# Metinden bölüm:
____________________

Bankacılık
İnternet Bankacılığı Nasıl Daha ‘Güvenli’ Kullanılır?
Kullanıcılar temel seviyedeki siber güvenlik önlemlerine dikkat etmezlerse çeşitli risklerle karşı karşıya kalabilirler.
Küresel ölçekte yaşamını sürdüren 7,87 milyar kişinin yüzde 65,6’sı (5,1 milyar) internete bağlı ve birer siber saldırının ‘açık’ hedefi durumunda. Hedeflemenin kapsamı Türkiye ölçeğinde daraltıldığında 2021 Ocak ayı itibarıyla 84,69 milyon nüfus ve 65,8 milyon internet kullanıcısı sonucuna ulaşılıyor. Türkiye’de nüfusun yüzde 77,7’si internete bağlı ve bu kapsamdaki siber saldırı riski yüzde 65,6’sı internete bağlı olan küresel nüfusla karşılaştırıldığında daha yüksek.
Bankalararası Kart Merkezi (BKM) verilerine göre Türkiye’de 2021 Ekim ayı itibarıyla kullanımda olan kredi kartı sayısı 82,7 milyon, banka kartı sayısı 147,4 milyon ve ön ödemeli kart sayısı 54,3 milyon. Toplam aktif dijital müşteri sayısı 2021 yılı Ocak-Mart ayı verilerine göre 68,4 milyonun üzerinde. Bu rakamlar, kredi kartı sahiplerinin tamamına yakınının internet üzerinden bankacılık işlemleri gerçekleştirdiğine işaret ediyor. Dolayısıyla milyonlarca kullanıcının internet bankacılığı odaklı siber saldırılara maruz kalma olasılığı azımsanmayacak seviyede.
Tüm dünyada dijitale yönelimin yükseldiği günümüzde para transferi, ödemeler, yatırımlar, kredi kartı işlemleri gibi birçok konuda finansal hayatı kolaylaştıran internet bankacılığı, olası siber saldırılara yönelik çok temel bir dizi önlemi gerekli kılıyor.
Nelere hazırlıklı olmalısınız?
Siber korsanlar, yazılım ve internet kavramlarını bilir. Kötü niyetli metotları genellikle internet kullanıcılarına ikna edici bir şekilde sunulan web sitesi linkinin merak edilerek tıklanması gibi konseptlere dayanır. Her şeyin ‘normal’ görünmesini sağlamaya çalışırlar ve psikolojik yaklaşımları da ‘güvenin istismarını’ temel alır.

____________________

# Kayıtlı bilgiler:
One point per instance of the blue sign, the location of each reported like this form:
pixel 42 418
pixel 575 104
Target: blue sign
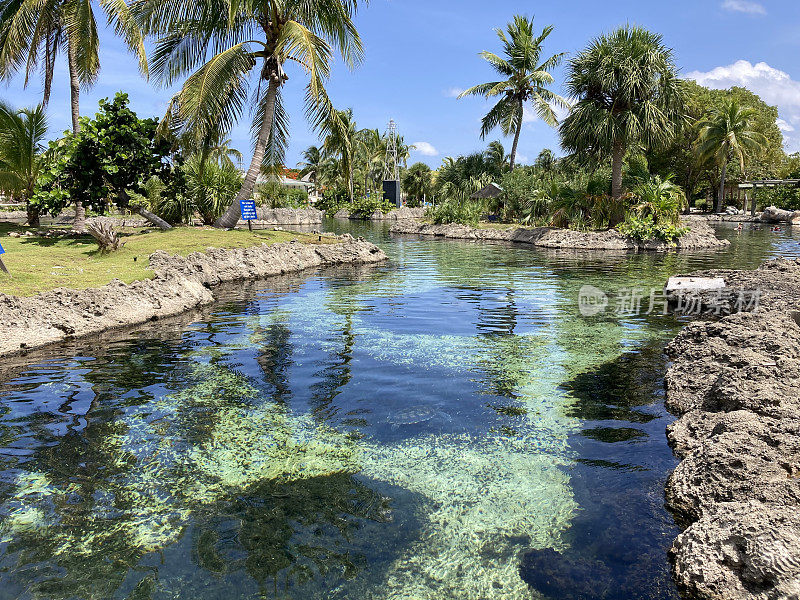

____________________

# Yapılacaklar:
1. İnternet bankacılığı yazısına göre Türkiye'de 2021 Ekim ayı itibarıyla kullanımda olan kredi kartı sayısı kaçtır?
2. İnternet bankacılığı yazısında "Nelere hazırlıklı olmalısınız?" ifadesinden "istismarını’ temel alır." ifadesine kadar olan kısmı alıntılayın.

# Cevaplar:
1. 82,7 milyon.

2.
Nelere hazırlıklı olmalısınız?
Siber korsanlar, yazılım ve internet kavramlarını bilir. Kötü niyetli metotları genellikle internet kullanıcılarına ikna edici bir şekilde sunulan web sitesi linkinin merak edilerek tıklanması gibi konseptlere dayanır. Her şeyin ‘normal’ görünmesini sağlamaya çalışırlar ve psikolojik yaklaşımları da ‘güvenin istismarını’ temel alır.